→ **Document section**:

======

[Python-ideas] grouping / dict of lists

Nick Coghlan ncoghlan at gmail.com
Sun Jul 1 02:54:13 EDT 2018


On 1 July 2018 at 15:18, Chris Barker via Python-ideas
<python-ideas at python.org> wrote:
> On Fri, Jun 29, 2018 at 10:53 AM, Michael Selik <mike at selik.org> wrote:
>>
>> I've drafted a PEP for an easier way to construct groups of elements from
>> a sequence. https://github.com/selik/peps/blob/master/pep-9999.rst
>>
> I'm really warming to the:
>
> Alternate: collections.Grouping
>
> version -- I really like this as a kind of custom mapping, rather than "just
> a function" (or alternate constructor) -- and I like your point that it can
> have a bit of functionality built in other than on construction.
>
> But I think it should be more like the other collection classes -- i.e. a
> general purpose class that can be used for grouping, but also used more
> general-purpose-y as well. That way people can do their "custom" stuff (key
> function, etc.) with comprehensions.
>
> The big differences are a custom __setitem__:
>
>     def __setitem__(self, key, value):
>         self.setdefault(key, []).append(value)
>
> And the __init__ and update would take an iterable of (key, value) pairs,
> rather than a single sequence.
>
> This would get away from the itertools.groupby approach, which I find kinda
> awkward:
>
> * How often do you have your data in a single sequence?
>
> * Do you need your keys (and values!) to be sortable???)
>
> * Do we really want folks to have to be writing custom key functions and/or
> lambdas for really simple stuff?
>
> * and you may need to "transform" both your keys and values
>
> I've enclosed an example implementation, borrowing heavily from Michael's
> code.
>
> The test code has a couple examples of use, but I'll put them here for the
> sake of discussion.

======

→ **To be done**:
Can you copy the post on grouping into a dict of lists word for word, from "On 1 July 2018" to "than on construction."? The entries have no connection to the post on grouping into a dict of lists.

→ **Material supplied**:
======

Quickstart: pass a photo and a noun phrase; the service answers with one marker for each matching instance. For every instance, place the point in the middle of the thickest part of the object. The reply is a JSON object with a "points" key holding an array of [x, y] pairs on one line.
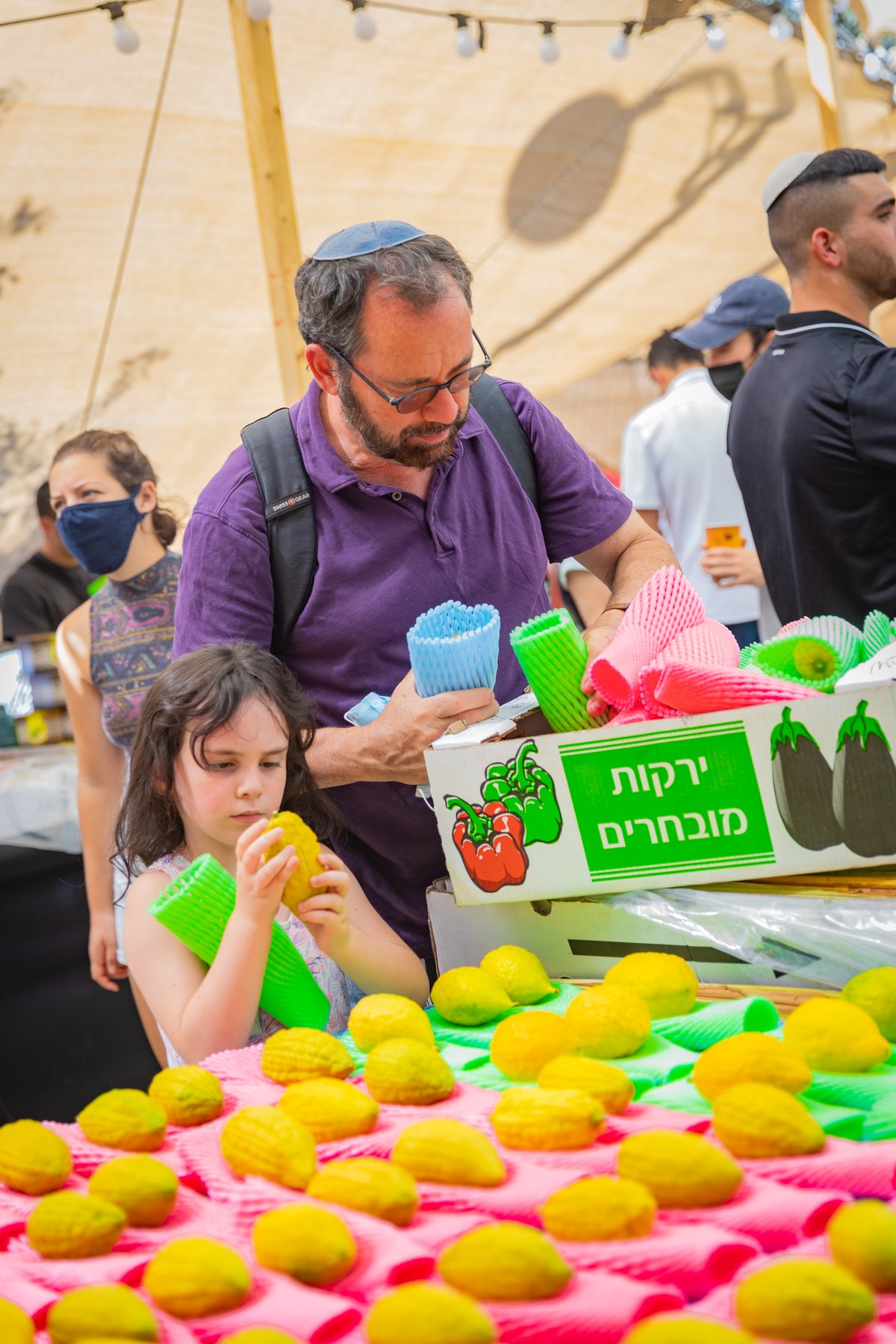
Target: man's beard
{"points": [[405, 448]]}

======

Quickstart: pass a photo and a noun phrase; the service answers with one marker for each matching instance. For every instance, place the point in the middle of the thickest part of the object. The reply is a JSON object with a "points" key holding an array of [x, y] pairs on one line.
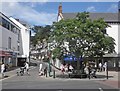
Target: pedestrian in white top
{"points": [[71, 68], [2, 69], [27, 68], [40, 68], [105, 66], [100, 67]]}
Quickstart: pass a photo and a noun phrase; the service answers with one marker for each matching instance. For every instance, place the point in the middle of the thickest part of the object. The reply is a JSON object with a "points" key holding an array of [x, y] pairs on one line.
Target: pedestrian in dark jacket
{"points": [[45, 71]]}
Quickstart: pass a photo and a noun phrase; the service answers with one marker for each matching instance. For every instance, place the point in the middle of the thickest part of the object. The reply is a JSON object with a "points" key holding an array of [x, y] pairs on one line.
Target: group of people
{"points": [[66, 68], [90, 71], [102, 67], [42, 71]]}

======

→ **Correct result**:
On 1 July 2018 at 15:18, Chris Barker via Python-ideas
<python-ideas at python.org> wrote:
> On Fri, Jun 29, 2018 at 10:53 AM, Michael Selik <mike at selik.org> wrote:
>>
>> I've drafted a PEP for an easier way to construct groups of elements from
>> a sequence. https://github.com/selik/peps/blob/master/pep-9999.rst
>>
> I'm really warming to the:
>
> Alternate: collections.Grouping
>
> version -- I really like this as a kind of custom mapping, rather than "just
> a function" (or alternate constructor) -- and I like your point that it can
> have a bit of functionality built in other than on construction.